Segmentation mask data
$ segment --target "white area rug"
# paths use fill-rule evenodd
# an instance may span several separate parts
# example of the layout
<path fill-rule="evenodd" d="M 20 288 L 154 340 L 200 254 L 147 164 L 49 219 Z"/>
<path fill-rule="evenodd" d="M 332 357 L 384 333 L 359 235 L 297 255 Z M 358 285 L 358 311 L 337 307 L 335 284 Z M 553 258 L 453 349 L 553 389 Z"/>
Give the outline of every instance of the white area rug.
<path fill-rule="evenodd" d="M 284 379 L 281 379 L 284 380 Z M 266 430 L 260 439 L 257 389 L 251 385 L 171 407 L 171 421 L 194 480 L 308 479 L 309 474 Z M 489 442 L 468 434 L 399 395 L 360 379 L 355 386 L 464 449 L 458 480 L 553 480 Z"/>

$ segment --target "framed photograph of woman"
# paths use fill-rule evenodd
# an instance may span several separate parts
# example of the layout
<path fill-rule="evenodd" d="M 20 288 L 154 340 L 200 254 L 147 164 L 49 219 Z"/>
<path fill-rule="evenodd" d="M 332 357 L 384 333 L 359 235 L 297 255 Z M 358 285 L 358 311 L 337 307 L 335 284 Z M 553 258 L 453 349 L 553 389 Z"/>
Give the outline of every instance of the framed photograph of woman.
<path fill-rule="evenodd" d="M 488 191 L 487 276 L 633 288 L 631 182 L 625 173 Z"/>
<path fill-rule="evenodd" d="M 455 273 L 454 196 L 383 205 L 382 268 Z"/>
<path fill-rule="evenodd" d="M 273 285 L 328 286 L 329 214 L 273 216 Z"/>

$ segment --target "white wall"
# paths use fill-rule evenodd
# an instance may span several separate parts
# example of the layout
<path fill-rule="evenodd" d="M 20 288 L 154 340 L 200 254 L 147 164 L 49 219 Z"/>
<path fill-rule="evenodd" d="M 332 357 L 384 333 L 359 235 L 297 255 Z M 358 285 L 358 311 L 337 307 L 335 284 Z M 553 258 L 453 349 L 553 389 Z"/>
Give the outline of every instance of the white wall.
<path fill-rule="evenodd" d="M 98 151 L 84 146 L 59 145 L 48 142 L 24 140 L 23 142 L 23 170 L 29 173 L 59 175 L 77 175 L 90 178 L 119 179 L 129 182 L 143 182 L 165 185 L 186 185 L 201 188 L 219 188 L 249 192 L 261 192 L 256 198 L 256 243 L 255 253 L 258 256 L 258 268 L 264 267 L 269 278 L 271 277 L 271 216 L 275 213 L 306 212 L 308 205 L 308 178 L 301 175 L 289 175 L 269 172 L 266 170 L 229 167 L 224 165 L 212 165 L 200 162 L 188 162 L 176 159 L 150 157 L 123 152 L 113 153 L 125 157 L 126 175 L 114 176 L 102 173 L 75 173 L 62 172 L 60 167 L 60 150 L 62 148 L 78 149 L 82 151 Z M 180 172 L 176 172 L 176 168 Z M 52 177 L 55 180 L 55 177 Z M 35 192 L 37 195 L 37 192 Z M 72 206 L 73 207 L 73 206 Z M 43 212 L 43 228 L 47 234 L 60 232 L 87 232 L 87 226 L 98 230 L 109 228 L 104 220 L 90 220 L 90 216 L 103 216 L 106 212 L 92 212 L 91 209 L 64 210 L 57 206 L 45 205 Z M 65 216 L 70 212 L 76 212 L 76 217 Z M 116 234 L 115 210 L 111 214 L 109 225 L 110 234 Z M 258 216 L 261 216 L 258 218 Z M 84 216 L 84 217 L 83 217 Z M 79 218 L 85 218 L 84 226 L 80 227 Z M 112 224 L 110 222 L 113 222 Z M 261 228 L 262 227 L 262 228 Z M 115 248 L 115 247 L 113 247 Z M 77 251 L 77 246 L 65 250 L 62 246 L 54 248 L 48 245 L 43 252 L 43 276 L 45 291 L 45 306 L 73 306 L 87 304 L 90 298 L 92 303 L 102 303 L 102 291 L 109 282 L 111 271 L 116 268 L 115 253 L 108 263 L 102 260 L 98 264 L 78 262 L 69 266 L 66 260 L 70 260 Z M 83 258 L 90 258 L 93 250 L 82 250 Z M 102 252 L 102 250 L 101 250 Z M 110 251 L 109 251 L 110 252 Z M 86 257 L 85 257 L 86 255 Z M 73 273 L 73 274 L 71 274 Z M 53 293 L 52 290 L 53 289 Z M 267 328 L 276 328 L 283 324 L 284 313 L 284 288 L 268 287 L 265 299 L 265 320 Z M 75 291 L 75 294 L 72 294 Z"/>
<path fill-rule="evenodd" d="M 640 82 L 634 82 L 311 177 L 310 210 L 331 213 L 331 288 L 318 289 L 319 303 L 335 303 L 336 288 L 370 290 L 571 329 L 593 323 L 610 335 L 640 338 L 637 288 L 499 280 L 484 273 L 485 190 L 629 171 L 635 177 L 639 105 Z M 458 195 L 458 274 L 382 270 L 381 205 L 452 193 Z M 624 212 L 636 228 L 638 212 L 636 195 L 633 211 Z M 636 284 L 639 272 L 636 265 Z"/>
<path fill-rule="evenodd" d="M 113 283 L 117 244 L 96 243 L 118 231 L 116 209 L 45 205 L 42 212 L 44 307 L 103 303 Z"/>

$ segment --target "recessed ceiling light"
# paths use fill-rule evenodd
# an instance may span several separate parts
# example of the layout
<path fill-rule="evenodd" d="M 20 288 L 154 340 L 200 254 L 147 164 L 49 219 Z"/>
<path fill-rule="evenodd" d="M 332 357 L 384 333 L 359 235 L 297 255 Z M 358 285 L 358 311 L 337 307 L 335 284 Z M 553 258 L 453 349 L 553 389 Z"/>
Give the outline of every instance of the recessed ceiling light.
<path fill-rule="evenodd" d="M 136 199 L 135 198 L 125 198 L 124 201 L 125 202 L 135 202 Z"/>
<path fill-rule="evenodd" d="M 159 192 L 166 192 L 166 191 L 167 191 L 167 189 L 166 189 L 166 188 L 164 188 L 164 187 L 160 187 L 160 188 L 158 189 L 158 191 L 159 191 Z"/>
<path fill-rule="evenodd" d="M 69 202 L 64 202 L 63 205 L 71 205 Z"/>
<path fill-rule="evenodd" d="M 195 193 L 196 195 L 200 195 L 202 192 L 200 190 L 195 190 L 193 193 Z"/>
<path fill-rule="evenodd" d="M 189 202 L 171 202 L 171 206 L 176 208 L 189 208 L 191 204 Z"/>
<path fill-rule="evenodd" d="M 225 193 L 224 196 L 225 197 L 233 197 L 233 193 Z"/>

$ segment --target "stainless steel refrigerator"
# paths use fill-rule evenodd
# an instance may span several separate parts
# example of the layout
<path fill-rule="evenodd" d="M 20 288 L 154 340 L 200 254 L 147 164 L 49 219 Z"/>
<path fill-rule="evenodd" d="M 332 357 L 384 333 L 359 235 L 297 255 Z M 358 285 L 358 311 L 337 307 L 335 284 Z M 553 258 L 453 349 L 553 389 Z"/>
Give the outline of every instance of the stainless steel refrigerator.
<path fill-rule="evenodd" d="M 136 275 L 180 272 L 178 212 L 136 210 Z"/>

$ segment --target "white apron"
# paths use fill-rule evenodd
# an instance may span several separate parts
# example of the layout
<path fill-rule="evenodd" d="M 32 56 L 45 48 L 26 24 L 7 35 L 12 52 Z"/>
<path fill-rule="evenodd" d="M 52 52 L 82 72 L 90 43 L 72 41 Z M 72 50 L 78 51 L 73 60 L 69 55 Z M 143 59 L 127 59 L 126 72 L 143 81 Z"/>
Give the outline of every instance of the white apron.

=== EXERCISE DIRECTIONS ===
Check every line of the data above for the string "target", and copy those that have it.

=== SOLUTION ===
$ segment --target "white area rug"
$ segment --target "framed photograph of woman"
$ segment --target "white wall"
$ segment --target "recessed ceiling light"
$ segment --target "stainless steel refrigerator"
$ segment --target "white apron"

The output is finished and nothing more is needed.